Point-per-instance localization data:
::::::::

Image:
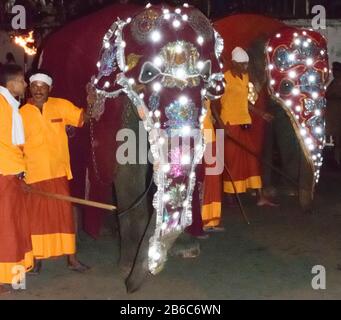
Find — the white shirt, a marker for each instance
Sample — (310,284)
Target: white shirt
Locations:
(18,136)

::::::::

WHAT THE EXERCISE ASKS: Using the records above, pull out each line where the word "shirt" occurs.

RESULT OF THE EXERCISE:
Find — the white shirt, a marker for each instance
Target: white shirt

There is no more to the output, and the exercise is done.